L’échographie transœsophagienne montre une aorte initiale de taille à la limite supérieure de la normale (38-40 mm) et révèle l’existence d’une image hétérogène pariétale antérieure en croissant de 6 mm de l’aorte thoracique descendante au niveau de l’isthme. À cet étage, le diamètre maximal de l’aorte est de 40 mm.
Cet aspect échographique sera confirmé par un scanner en coupes millimétriques sans, puis avec injection de produit de contraste. Il s’agit d’un hématome pariétal aortique antérieur à la hauteur de l’isthme mesurant 11 mm d’épaisseur.
Le scanner abdominal (figure 2) révèle la présence d’une image nodulaire hypodense de la surrénale droite, située à la face interne du dièdre surrénalien (14 x 10 mm). Il n’y a pas d’anomalie surrénalienne gauche.
L’évolution clinique a été rapidement favorable sous traitement antihypertenseur IV associant initialement Brevibloc®, Loxen® et Soludactone® à dose de 1 mg/h. Un relais per os a été effectué par Aldactone®, Amlor®, Ténormine® et Hypérium®, permettant un contrôle tensionnel satisfaisant. Sous Soludactone®, la kaliémie s’est normalisée.
Un contrôle scanographique réalisé quelques jours plus tard n’a pas montré d’extension de l’hématome.
Figure 2. Scanner abdominal.
Bilan étiologique
On évoque le diagnostic d’adénome cortico-surrénalien aldostérone-sécrétant, compte tenu de l’association d’une hypertension artérielle, d’une hypokaliémie et d’une image nodulaire surrénalienne au scanner.
On démontre l’existence d’un hyperaldostéronisme primaire. L’activité rénine plasmatique est effondrée (< 1 pg/ml), l’aldostérone plasmatique est très élevée, à 1 237 picomol/l. Ces dosages ont été effectués en dehors de toute thérapeutique antihypertensive. Par ailleurs, les dérivés méthoxylés urinaires et plasmatiques sont normaux et le Doppler ne retrouve pas de sténose des artères rénales.
Le patient a été opéré après un contrôle tensionnel médical efficace. Une adénomectomie surrénalienne droite a été réalisée. La pièce d’anatomopathologie met en évidence un adénome de Conn. On obtiendra une normalisation de l’hypertension en postopératoire.

DONNÉES FOURNIES:
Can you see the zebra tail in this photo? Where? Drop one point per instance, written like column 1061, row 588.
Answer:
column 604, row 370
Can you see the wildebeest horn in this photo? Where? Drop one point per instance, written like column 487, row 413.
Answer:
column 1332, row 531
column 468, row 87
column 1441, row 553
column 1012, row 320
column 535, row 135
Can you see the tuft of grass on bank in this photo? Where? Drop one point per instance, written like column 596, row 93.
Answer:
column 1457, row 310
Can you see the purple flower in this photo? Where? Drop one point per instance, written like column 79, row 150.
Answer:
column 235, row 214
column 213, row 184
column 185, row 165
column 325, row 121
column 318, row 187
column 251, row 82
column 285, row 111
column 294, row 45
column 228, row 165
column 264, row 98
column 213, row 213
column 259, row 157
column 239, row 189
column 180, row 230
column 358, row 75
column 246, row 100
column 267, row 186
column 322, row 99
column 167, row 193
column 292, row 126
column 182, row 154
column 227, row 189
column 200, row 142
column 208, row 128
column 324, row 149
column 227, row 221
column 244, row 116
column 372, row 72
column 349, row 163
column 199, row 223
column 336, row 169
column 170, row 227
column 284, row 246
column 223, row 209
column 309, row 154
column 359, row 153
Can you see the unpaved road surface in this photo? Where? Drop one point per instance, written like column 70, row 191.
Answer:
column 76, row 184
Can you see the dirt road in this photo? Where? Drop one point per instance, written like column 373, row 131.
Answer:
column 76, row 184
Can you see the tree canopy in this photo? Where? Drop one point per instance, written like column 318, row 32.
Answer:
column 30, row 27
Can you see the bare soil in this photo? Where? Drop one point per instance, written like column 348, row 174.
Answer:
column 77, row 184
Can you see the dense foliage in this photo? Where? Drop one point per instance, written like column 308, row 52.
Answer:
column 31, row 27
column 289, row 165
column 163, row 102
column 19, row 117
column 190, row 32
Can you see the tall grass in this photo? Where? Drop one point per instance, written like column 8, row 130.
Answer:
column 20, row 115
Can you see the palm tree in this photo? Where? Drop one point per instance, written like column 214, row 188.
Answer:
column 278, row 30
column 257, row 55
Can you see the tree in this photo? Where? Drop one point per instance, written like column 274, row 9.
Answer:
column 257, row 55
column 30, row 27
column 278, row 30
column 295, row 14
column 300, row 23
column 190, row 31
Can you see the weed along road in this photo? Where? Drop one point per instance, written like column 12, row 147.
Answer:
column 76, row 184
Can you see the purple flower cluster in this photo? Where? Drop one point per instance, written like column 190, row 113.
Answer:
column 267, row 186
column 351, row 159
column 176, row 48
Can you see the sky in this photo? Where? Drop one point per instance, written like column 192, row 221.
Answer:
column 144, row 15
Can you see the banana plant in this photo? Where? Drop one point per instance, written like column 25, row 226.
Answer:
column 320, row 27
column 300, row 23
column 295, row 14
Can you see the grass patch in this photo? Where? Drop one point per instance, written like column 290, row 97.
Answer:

EXPLORATION DU CONTENU:
a: D'après l'extrait sur ce cas d'hyperaldostéronisme primaire, quelle intervention chirurgicale le patient a-t-il subie ?
b: Pour chacune des affirmations suivantes, dites si elle est conforme à l'extrait et citez les mots décisifs. (i) Le scanner abdominal ne montre aucune anomalie de la surrénale gauche. (ii) Au scanner, l'hématome pariétal aortique mesure 6 mm d'épaisseur. (iii) Les dosages de rénine et d'aldostérone ont été réalisés sous traitement antihypertenseur.
c: Reproduisez fidèlement le passage de l'extrait qui s'ouvre sur les mots contenant « Figure 2. Scanner » et se ferme sur « surrénalienne au scanner. ».
Appuyez-vous uniquement sur l'extrait pour répondre.

RÉPONSES AUX CONSIGNES:
a: Une adénomectomie surrénalienne droite.

b:
(i) Oui : « Il n’y a pas d’anomalie surrénalienne gauche. »
(ii) Non : « Il s’agit d’un hématome pariétal aortique antérieur à la hauteur de l’isthme mesurant 11 mm d’épaisseur. »
(iii) Non : « Ces dosages ont été effectués en dehors de toute thérapeutique antihypertensive. »

c:
Figure 2. Scanner abdominal.
Bilan étiologique
On évoque le diagnostic d’adénome cortico-surrénalien aldostérone-sécrétant, compte tenu de l’association d’une hypertension artérielle, d’une hypokaliémie et d’une image nodulaire surrénalienne au scanner.